Copy all of the data below word for word, leaving the pictures out.

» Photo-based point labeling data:
________________________________________

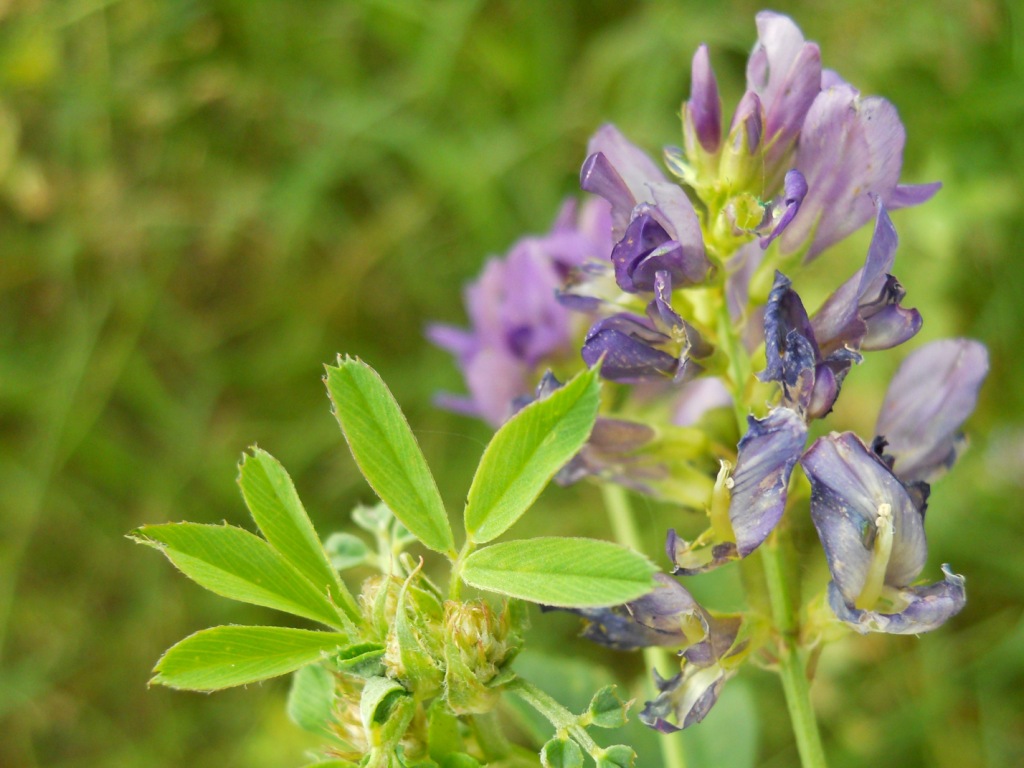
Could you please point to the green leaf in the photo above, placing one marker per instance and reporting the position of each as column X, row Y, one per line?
column 387, row 453
column 240, row 565
column 274, row 506
column 224, row 656
column 619, row 756
column 561, row 753
column 566, row 572
column 526, row 453
column 310, row 699
column 607, row 710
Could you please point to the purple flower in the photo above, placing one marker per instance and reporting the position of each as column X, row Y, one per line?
column 518, row 325
column 670, row 616
column 864, row 312
column 702, row 113
column 931, row 395
column 784, row 71
column 850, row 150
column 871, row 526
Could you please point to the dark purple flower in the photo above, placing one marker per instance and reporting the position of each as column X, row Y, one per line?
column 752, row 498
column 864, row 312
column 871, row 526
column 702, row 112
column 635, row 187
column 795, row 189
column 517, row 322
column 850, row 150
column 930, row 397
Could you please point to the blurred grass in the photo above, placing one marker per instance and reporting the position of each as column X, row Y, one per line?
column 201, row 203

________________________________________

» Response to the task:
Could you please point to the green leaf in the photo above, placing one marker per instance and reporting the position of each as column X, row Y, one per line?
column 387, row 453
column 240, row 565
column 274, row 506
column 224, row 656
column 619, row 756
column 561, row 753
column 566, row 572
column 526, row 453
column 310, row 699
column 607, row 710
Could you please point to the purple flower in the photo above, placing one marker per instance and reporting the position of each as column X, row Y, one per line?
column 518, row 325
column 670, row 616
column 864, row 312
column 702, row 113
column 931, row 395
column 784, row 71
column 850, row 150
column 871, row 526
Could you please point to the dark purple flower in the photo above, placing one marker per instance and reporting the position of each as column X, row Y, one per line?
column 752, row 498
column 864, row 312
column 871, row 526
column 702, row 112
column 635, row 187
column 795, row 189
column 517, row 322
column 850, row 150
column 930, row 397
Could you please point to the blurred grass in the photo above, placing one marker per instance and reporting the position of each as column X, row Y, one per line?
column 201, row 203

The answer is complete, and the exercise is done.